* start Supplied material *

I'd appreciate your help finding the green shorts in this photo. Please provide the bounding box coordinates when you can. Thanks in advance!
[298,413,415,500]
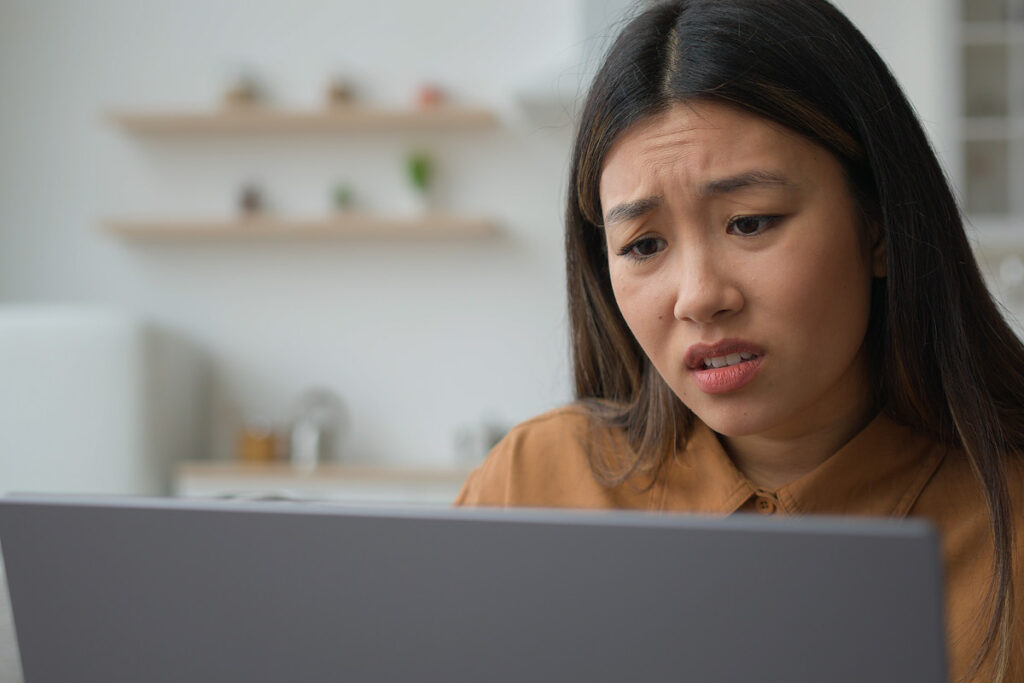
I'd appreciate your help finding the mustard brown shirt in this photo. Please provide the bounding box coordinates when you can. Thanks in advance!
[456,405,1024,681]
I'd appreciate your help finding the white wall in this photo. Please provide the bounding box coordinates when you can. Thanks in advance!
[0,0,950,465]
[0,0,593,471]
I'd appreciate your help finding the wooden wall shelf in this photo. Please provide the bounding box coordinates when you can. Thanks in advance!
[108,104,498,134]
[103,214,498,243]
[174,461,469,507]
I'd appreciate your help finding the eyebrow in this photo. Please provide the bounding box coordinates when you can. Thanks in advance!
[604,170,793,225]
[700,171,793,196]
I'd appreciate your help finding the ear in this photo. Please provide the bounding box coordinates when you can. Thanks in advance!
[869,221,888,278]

* end Supplied material *
* start Supplied material *

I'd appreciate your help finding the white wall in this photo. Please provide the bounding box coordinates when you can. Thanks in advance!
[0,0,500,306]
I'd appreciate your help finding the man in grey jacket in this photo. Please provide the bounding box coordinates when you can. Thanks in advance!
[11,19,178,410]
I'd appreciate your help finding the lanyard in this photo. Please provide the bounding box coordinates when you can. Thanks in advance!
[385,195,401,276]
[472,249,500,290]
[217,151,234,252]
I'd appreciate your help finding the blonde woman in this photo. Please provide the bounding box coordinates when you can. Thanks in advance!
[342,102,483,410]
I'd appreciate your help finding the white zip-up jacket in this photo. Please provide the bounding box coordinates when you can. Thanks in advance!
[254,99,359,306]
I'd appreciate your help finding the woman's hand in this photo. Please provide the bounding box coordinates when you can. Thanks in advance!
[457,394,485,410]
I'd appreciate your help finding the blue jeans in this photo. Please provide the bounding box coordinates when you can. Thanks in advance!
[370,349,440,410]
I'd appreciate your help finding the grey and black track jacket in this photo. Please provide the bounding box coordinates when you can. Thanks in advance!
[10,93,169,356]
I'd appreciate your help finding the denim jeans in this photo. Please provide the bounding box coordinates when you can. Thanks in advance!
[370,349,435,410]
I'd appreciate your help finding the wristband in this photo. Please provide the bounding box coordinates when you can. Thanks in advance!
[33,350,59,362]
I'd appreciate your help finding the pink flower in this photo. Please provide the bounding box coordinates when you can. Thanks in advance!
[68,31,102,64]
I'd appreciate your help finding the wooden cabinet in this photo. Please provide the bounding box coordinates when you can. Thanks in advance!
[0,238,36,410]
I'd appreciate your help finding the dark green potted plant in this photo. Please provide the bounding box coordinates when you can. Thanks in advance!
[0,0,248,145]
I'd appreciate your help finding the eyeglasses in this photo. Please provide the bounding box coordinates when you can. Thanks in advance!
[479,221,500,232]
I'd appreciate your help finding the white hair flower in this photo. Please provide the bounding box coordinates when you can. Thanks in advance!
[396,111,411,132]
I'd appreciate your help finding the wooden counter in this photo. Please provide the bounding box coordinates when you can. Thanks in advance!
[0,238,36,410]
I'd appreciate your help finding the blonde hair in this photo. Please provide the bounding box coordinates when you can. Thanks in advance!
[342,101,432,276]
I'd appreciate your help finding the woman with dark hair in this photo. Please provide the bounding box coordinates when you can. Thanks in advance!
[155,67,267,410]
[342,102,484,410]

* end Supplied material *
* start Supplied material *

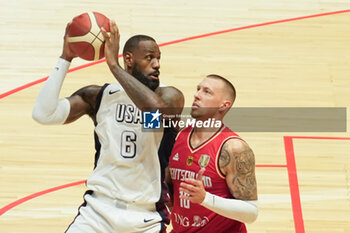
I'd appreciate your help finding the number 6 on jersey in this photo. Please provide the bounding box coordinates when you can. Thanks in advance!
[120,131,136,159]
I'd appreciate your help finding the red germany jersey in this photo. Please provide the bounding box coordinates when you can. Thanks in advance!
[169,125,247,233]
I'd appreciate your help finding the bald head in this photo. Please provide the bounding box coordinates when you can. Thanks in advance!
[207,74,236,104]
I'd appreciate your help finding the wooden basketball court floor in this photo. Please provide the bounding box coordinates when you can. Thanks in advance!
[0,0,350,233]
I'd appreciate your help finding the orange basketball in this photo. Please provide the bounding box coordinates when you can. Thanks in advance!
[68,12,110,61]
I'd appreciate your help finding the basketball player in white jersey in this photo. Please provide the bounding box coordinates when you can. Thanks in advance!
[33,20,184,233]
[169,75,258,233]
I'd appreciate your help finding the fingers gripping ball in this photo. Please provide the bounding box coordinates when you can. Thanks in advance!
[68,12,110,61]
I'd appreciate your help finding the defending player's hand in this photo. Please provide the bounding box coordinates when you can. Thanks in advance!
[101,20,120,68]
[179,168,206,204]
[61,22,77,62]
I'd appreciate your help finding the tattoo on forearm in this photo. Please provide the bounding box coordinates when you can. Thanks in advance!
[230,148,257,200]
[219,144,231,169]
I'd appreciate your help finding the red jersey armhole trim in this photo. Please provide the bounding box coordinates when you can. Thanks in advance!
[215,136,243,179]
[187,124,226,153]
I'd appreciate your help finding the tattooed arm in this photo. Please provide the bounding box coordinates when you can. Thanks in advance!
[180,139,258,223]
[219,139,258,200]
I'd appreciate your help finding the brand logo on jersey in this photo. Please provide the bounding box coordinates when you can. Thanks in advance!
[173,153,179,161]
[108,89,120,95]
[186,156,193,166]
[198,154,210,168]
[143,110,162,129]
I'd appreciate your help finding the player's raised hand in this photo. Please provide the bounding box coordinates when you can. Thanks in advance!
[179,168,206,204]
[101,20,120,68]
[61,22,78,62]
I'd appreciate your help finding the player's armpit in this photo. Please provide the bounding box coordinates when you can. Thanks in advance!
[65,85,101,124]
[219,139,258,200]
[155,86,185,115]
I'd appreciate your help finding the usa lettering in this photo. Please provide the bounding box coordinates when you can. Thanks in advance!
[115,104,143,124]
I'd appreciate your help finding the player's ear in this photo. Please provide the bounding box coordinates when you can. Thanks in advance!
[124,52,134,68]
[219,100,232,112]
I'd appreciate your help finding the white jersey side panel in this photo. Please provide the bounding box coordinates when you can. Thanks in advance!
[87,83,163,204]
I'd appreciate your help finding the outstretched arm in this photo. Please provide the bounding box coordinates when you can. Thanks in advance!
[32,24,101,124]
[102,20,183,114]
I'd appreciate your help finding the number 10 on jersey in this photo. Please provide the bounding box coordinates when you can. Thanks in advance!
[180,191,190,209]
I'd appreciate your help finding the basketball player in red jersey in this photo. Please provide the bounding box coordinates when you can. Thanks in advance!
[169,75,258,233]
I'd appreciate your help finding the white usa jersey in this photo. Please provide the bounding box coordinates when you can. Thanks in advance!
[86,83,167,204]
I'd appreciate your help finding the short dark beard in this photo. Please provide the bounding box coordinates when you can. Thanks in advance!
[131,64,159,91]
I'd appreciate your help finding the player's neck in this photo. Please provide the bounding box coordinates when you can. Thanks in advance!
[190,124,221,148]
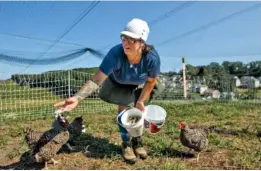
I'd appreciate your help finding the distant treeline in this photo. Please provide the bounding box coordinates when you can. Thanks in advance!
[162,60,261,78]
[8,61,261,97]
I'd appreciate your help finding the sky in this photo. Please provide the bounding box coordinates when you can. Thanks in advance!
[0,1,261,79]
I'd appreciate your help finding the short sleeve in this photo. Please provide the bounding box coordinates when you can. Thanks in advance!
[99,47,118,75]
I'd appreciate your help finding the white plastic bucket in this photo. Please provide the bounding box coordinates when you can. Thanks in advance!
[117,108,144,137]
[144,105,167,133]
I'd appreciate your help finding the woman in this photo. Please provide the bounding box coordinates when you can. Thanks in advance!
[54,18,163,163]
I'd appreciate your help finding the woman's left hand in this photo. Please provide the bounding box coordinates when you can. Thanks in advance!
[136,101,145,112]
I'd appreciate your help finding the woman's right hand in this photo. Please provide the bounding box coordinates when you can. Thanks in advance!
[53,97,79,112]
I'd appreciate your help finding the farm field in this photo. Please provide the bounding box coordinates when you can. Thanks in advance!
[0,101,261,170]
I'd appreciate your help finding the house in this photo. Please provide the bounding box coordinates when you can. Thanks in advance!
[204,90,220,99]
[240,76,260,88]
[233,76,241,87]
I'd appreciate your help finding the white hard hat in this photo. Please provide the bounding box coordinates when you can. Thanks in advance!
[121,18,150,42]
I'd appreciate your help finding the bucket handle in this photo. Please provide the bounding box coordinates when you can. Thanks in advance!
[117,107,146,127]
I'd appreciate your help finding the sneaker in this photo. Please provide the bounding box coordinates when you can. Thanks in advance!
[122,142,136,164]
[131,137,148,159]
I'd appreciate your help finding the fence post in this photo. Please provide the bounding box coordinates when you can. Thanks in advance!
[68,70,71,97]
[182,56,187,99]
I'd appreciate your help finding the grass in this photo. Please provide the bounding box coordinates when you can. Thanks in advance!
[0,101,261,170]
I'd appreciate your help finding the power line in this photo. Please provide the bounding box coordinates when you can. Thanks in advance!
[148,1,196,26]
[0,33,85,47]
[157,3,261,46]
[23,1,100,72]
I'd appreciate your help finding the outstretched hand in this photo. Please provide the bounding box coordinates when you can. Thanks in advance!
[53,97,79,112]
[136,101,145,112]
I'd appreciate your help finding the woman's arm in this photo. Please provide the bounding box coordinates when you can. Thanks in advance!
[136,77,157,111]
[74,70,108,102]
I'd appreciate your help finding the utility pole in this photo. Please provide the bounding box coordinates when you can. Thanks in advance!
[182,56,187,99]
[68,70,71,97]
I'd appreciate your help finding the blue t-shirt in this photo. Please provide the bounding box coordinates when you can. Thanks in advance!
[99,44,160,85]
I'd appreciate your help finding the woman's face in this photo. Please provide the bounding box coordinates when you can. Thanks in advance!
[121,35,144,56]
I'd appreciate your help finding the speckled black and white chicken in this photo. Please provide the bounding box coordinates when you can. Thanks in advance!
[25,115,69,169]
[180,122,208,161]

* end Supplied material *

## Exercise directions
Please repeat the entries from the line containing "I'd appreciate your help finding the white zip-up" through the line containing "[370,349,440,410]", copying each line word for word.

## Completed task
I'd appreciate your help finding the white zip-up jacket in this photo. Please provide the bounding box coordinates when you can. Thanks in advance!
[254,99,359,306]
I'd appreciate your help finding the woman's hand in this photo. Please provide the bounding box coordinates when you can. Thanks in advance!
[457,394,485,410]
I'd appreciate your help finding the blue jeans in this photo. Please provide the bounding box coordinates when you can. Thanks in advance!
[370,349,440,410]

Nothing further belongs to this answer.